-- EXTRACTED INFORMATION start --

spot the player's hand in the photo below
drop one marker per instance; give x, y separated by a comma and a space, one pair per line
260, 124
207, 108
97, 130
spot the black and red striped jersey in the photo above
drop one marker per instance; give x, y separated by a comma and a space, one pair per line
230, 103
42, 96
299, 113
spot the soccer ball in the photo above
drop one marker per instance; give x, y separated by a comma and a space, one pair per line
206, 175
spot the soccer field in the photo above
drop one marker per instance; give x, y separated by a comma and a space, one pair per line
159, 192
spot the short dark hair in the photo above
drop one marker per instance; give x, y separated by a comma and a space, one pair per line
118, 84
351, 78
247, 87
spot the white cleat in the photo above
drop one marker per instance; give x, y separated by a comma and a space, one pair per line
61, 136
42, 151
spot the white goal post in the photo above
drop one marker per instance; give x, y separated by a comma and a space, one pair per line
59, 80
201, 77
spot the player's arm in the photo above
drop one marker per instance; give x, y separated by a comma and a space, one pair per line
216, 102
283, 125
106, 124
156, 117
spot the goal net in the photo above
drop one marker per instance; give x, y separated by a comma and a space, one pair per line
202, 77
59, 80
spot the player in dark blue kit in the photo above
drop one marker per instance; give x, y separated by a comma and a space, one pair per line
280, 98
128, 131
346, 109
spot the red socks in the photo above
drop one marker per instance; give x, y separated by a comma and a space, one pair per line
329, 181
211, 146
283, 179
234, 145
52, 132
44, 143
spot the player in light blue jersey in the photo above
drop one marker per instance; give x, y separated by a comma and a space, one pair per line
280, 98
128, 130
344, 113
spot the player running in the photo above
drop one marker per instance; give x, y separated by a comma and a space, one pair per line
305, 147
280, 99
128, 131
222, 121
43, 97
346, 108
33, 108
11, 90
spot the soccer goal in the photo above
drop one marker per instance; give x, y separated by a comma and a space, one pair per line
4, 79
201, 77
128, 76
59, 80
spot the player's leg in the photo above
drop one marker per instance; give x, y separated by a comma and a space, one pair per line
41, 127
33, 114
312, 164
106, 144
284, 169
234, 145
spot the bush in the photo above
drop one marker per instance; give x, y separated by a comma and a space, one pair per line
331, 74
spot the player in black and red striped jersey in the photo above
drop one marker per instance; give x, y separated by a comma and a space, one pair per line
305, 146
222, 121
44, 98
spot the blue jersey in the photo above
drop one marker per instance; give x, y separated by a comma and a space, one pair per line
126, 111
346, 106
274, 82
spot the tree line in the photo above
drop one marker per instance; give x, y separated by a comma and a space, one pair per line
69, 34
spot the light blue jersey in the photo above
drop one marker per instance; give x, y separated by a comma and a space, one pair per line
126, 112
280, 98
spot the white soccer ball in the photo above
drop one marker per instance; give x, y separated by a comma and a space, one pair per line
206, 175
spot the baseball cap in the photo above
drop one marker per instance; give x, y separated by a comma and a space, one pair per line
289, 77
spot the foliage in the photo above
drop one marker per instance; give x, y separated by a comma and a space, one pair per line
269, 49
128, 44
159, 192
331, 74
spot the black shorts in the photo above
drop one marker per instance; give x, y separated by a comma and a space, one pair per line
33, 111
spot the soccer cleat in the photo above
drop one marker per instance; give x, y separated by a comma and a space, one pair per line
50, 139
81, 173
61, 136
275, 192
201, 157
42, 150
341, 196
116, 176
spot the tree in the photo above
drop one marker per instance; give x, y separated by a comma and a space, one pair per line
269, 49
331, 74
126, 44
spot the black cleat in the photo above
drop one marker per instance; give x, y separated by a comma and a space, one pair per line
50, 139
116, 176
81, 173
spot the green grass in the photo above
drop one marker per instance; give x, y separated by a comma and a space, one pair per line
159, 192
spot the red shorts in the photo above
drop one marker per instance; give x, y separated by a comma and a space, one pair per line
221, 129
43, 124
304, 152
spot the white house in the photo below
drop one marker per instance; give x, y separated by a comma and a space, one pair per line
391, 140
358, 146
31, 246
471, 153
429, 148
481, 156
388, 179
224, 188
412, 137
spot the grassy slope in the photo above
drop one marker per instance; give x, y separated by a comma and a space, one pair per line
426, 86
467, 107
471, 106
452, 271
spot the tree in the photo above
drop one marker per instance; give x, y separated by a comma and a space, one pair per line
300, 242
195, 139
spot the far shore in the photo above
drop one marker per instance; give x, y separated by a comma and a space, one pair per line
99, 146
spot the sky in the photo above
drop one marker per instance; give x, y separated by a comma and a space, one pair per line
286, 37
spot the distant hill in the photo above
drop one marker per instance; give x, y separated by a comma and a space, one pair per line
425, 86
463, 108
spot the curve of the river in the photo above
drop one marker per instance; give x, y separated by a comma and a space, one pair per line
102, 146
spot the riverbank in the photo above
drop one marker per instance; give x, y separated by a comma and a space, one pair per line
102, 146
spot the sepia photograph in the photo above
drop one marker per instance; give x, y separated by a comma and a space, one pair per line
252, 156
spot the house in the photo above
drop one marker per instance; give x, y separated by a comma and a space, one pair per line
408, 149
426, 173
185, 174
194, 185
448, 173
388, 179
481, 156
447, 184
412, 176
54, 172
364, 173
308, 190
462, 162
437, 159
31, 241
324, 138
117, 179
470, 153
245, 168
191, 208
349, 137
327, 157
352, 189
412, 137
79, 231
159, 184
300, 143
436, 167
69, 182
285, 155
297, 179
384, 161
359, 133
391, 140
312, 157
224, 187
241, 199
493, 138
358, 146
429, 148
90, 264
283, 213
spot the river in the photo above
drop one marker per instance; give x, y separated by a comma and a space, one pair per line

-- EXTRACTED INFORMATION end --

→ WHAT IS REQUIRED
Print out the whole listing exactly as it appears.

→ THE ANSWER
spot the player's hand in the photo below
drop one marker per instance; give x, y separated by a comma and a space, one pair per line
260, 124
207, 108
97, 130
spot the black and red striped jersey in the photo above
drop one marker per instance; give x, y separated by a comma and a space, one pair per line
230, 103
42, 96
299, 113
spot the soccer ball in the photo above
drop one marker per instance; give x, y separated by a comma and a space, one pair per line
206, 175
spot the soccer field in the photo above
drop one marker per instance; give x, y separated by a comma and a space, one pair per line
159, 192
spot the short dark hair in the photo above
drop one marker per instance; give x, y separated by a comma and a space, one pair per line
118, 84
351, 78
247, 87
spot the white cleat in the photo above
drop one marker per instance; give x, y separated by a comma and a space, one pair per line
61, 136
42, 151
spot the white goal post in the photo above
drop one marker per instance; give x, y separated by a comma and a space, one pair per line
59, 80
201, 77
spot the player's arm in the photo above
drop one marker per instance; give x, y separated by a comma and a space, one pair per line
216, 102
283, 125
106, 124
156, 117
spot the goal net in the photo above
drop one marker per instance; give x, y separated by a comma and a space, one pair per line
202, 77
59, 80
spot the player in dark blue kit in the photo above
drop one marker per instance; give x, y separated by a comma and a space, one pair per line
280, 98
128, 131
346, 109
spot the red socks in the photo above
drop one marker per instance; give x, y separated by a comma and a space, one pair per line
329, 181
211, 146
283, 179
234, 145
52, 132
44, 143
spot the player in light blue jersey in the photo above
drop one marker per instance; give x, y separated by a comma and a space, one pair per line
280, 98
128, 130
344, 113
spot the player running in the photo above
drop one marker per instance; give x, y separated by a comma and a space, one pair per line
305, 147
280, 99
128, 131
222, 121
43, 97
346, 108
33, 108
11, 90
spot the soccer goal in the photo above
drop one marker per instance; give x, y separated by a comma and a space, one pair per line
4, 79
201, 77
128, 76
59, 80
spot the player's leg in the photo above
drop one marker per instance; give x, y separated by a comma and a space, one pair per line
41, 127
33, 114
312, 164
106, 144
284, 169
234, 145
spot the bush in the photo above
drop one marker per instance; give x, y separated by a comma and a space, one pair per line
331, 74
spot the player in black and red striped jersey in the photo above
drop one marker per instance; give x, y separated by a comma and a space, one pair per line
305, 146
222, 121
44, 98
spot the blue jersey in the photo above
drop one marker per instance; give x, y separated by a comma and a space, one pair per line
126, 111
346, 106
274, 82
spot the tree line in the photo above
drop one marker per instance; give x, y separated by a comma and a space, one pair per line
69, 34
spot the light blue jersey in the photo above
drop one marker per instance; give x, y separated by a comma and a space, one pair per line
126, 112
280, 98
spot the white soccer ball in the photo above
drop one marker per instance; give x, y separated by a comma and a space, one pair per line
206, 175
spot the baseball cap in the photo above
drop one marker per instance; give x, y separated by a comma and a space, one pair per line
289, 77
spot the foliage in the photo above
drop one marker per instance; give x, y separated by a comma and a space, one pair per line
269, 49
128, 44
159, 192
331, 74
spot the black shorts in the photo above
drop one marker per instance; give x, y separated by a comma and a space, one pair per line
33, 111
spot the soccer cleat in the photo above
drop one marker per instance; give x, y separated by a comma and a space, one pair per line
50, 139
81, 173
61, 136
275, 192
201, 157
42, 150
341, 196
116, 176
spot the tree in the photo above
drop one marker per instance; give x, y separated by a comma and a space, one pair per line
269, 49
331, 74
126, 44
spot the black cleat in the photo above
drop one marker per instance; give x, y separated by a comma and a space, one pair per line
50, 139
116, 176
81, 173
spot the green grass in the photo above
drop one marker per instance; give x, y separated by a comma and a space, one pair per line
159, 192
spot the red shorts in the photo above
drop one marker per instance; give x, y separated by a comma and a space, one pair per line
221, 129
43, 124
304, 152
spot the white house in the photo below
drop one marker per instance; give x, y separated by a comma and a space, one pair per line
391, 140
358, 146
31, 246
471, 153
429, 148
481, 156
388, 179
224, 188
412, 137
spot the grassy slope in the photo above
drop one marker per instance; give x, y separated by a comma and a space, one pair per line
426, 86
467, 107
471, 106
452, 271
spot the tree in the photo above
drop one marker per instance; give x, y separated by a comma and a space, one pair per line
300, 242
195, 139
spot the far shore in the photo above
drop one marker per instance; give x, y separated by a comma and a space, one pair per line
99, 146
spot the sky in the photo above
drop one marker per instance; give x, y separated by a comma and a space, one pair per line
286, 37
spot the distant hill in the photo above
drop one marker per instance; give x, y separated by a comma and a space, one pair per line
425, 86
463, 108
spot the curve of the river in the photo above
drop one marker per instance; give x, y separated by a comma and a space, one pair per line
102, 146
spot the riverbank in the photo above
drop one marker per instance; give x, y separated by a comma and a space, one pair per line
102, 146
spot the sepia photograph in the photo above
drop one marker per instance; give x, y separated by a comma and a space, one pair per line
252, 156
spot the house in the photo above
drop one marker per instance; give x, y separated by a comma and a space, one pair per line
408, 149
426, 173
185, 174
194, 185
448, 173
388, 179
481, 156
447, 184
412, 176
54, 172
364, 173
308, 190
462, 162
437, 159
31, 241
324, 138
117, 179
470, 153
245, 168
191, 208
349, 137
327, 157
352, 189
412, 137
79, 231
159, 184
300, 143
436, 167
69, 182
285, 155
297, 179
384, 161
359, 133
391, 140
312, 157
224, 187
241, 199
493, 138
358, 146
429, 148
90, 264
283, 213
spot the river in the photo above
drop one marker per instance; give x, y separated by a comma and a space, one pair per line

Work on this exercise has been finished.